* TAREFA PROPOSTA 1
Reescreva o trecho sobre os irmãos Boff começando em "Alexandre Gonçalves |" e seguindo até "crítica de Ratzinger.", trocando "carta aberta" por "carta pública".

Alexandre Gonçalves | Colaboração para a Folha - Em maio de 1986, os irmãos Clodovis e Leonardo
Boff publicaram uma carta aberta ao cardeal Joseph Ratzinger. O artigo
analisava a instrução "Libertatis Conscientia", em que o futuro papa
Bento 16 visava corrigir os supostos desvios da Teologia da Libertação na
América Latina. Os religiosos brasileiros desaprovavam, com uma ponta de ironia
e uma boa dose de audácia, a "linguagem com 30 anos de atraso" no
texto.
Em 2007,
o irmão mais novo de Leonardo Boff voltou à carga. Mas, dessa vez, o alvo foi a
própria Teologia da Libertação --movimento do qual ele foi um dos principais
teóricos e que defende a justiça social como compromisso cristão. Ele censurou
a instrumentalização da fé pela política e enfureceu velhos colegas ao sugerir
que teria sido melhor levar a sério a crítica de Ratzinger.
Em
entrevista à Folha por telefone, frei Clodovis diz que Bento 16 defendeu o
"projeto essencial" da Teologia da Libertação, mas o critica por
superdimensionar a força do secularismo no mundo.

Trecho de um conjunto de dados
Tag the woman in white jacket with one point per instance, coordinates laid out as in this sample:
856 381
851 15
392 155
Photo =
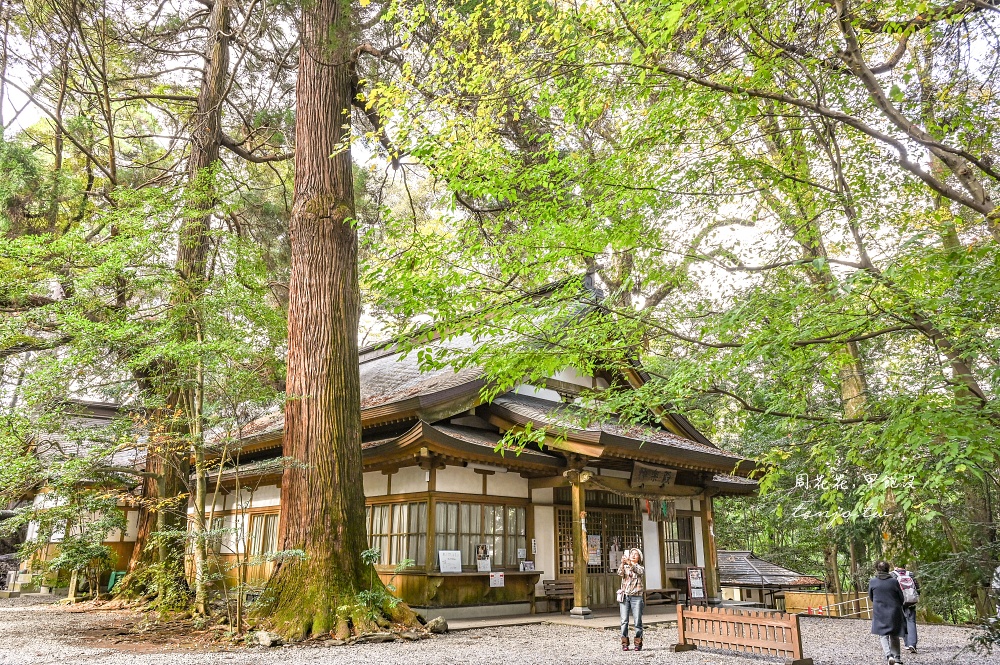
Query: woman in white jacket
631 595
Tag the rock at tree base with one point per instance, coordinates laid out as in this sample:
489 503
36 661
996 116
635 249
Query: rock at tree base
267 639
375 638
437 625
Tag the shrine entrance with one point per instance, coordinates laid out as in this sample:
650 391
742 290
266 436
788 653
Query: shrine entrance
614 524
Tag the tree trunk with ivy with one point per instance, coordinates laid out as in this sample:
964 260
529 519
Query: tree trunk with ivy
323 503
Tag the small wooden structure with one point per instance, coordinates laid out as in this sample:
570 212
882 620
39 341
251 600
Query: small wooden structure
745 577
748 631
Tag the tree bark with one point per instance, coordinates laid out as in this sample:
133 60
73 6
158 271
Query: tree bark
323 503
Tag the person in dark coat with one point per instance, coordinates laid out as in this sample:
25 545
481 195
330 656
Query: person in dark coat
887 611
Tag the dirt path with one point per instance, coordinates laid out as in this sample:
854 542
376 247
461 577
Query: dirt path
42 634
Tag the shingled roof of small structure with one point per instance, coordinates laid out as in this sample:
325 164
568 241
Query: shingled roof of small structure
92 430
387 376
740 568
487 440
565 416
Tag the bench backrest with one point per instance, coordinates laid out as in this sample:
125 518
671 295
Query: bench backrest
552 586
749 631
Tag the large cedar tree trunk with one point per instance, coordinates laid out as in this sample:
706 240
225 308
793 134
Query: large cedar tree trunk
322 500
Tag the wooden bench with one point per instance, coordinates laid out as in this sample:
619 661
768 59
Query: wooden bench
561 590
665 596
745 631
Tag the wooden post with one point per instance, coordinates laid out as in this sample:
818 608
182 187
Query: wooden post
681 644
72 587
580 609
713 592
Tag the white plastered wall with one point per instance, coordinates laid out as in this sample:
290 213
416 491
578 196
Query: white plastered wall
376 483
651 552
409 479
455 479
507 483
699 543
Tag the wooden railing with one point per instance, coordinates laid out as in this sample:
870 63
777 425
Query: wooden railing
748 631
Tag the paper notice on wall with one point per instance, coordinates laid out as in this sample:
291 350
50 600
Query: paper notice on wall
450 561
593 550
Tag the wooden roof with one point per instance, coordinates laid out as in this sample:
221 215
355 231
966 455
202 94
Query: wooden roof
740 568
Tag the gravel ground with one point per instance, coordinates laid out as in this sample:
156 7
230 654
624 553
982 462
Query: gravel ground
38 634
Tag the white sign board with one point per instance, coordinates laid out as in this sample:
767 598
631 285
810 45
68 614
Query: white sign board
450 561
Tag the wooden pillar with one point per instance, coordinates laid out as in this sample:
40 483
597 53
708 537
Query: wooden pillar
713 592
580 609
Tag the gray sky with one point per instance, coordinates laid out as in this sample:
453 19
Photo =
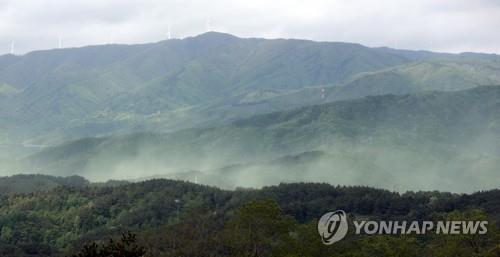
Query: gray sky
439 25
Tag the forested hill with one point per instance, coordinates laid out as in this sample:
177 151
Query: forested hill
380 141
48 97
174 218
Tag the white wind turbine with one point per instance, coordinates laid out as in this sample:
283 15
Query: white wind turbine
207 24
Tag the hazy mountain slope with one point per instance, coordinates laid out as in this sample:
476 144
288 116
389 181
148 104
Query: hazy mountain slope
70 93
443 73
20 184
411 134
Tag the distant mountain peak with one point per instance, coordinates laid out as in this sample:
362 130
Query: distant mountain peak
214 35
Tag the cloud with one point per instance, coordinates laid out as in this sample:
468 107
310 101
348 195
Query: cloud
447 25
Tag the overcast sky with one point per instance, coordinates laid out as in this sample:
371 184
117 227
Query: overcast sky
439 25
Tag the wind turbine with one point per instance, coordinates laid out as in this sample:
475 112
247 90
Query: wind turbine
207 24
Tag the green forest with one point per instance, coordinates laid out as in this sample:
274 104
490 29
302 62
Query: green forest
174 218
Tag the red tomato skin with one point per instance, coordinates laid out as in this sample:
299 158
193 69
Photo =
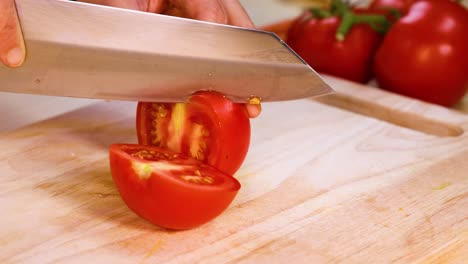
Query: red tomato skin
425 54
166 202
228 123
314 40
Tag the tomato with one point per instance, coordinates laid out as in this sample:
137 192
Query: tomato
208 127
169 189
314 39
425 55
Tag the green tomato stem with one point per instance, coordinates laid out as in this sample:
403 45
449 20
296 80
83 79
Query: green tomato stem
377 22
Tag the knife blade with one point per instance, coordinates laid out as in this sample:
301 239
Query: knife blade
90 51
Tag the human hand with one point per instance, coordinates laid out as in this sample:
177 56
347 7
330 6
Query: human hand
12 51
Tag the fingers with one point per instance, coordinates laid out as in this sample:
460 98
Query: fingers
218 11
12 50
206 10
236 14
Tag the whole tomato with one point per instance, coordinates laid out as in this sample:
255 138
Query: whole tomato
425 53
341 44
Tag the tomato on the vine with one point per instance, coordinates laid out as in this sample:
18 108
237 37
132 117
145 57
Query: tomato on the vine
169 189
341 42
425 54
209 127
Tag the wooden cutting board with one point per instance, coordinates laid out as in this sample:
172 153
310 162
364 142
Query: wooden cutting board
363 176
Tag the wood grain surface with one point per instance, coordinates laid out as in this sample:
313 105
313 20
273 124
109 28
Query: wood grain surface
362 176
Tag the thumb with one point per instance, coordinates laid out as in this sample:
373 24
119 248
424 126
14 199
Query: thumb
12 49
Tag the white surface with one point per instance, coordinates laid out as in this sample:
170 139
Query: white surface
19 110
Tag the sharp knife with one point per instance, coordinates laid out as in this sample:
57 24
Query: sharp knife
90 51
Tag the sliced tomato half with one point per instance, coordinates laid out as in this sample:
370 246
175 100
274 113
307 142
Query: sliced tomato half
169 189
209 128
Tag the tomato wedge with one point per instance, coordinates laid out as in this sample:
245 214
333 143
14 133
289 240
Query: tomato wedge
169 189
208 127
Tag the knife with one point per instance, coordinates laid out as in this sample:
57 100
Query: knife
91 51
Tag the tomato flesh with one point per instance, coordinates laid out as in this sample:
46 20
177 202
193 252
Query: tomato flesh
170 189
209 128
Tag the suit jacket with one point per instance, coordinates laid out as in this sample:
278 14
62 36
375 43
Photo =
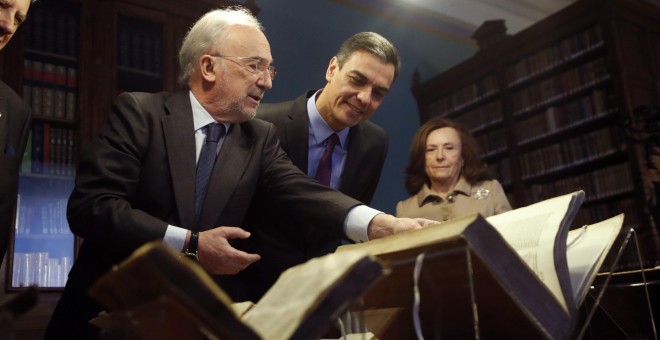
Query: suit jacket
284 239
15 120
138 176
366 146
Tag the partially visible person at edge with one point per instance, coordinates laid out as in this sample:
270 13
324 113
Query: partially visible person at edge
136 180
446 177
15 120
358 79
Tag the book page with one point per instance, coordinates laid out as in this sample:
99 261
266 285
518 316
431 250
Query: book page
587 248
534 232
298 290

* TAREFA PROPOSTA 2
Retorne cada linha que contenha a palavra "visible". A diferença entre maiúsculas e minúsculas deve ser respeitada.

* SOLUÇÃO 1
Alexandre Gonçalves | Colaboração para a Folha - Em maio de 1986, os irmãos Clodovis e Leonardo
Boff publicaram uma carta pública ao cardeal Joseph Ratzinger. O artigo
analisava a instrução "Libertatis Conscientia", em que o futuro papa
Bento 16 visava corrigir os supostos desvios da Teologia da Libertação na
América Latina. Os religiosos brasileiros desaprovavam, com uma ponta de ironia
e uma boa dose de audácia, a "linguagem com 30 anos de atraso" no
texto.
Em 2007,
o irmão mais novo de Leonardo Boff voltou à carga. Mas, dessa vez, o alvo foi a
própria Teologia da Libertação --movimento do qual ele foi um dos principais
teóricos e que defende a justiça social como compromisso cristão. Ele censurou
a instrumentalização da fé pela política e enfureceu velhos colegas ao sugerir
que teria sido melhor levar a sério a crítica de Ratzinger.

* SOLUÇÃO 2
Tag the partially visible person at edge with one point per instance, coordinates laid out as in this sample:
Query: partially visible person at edge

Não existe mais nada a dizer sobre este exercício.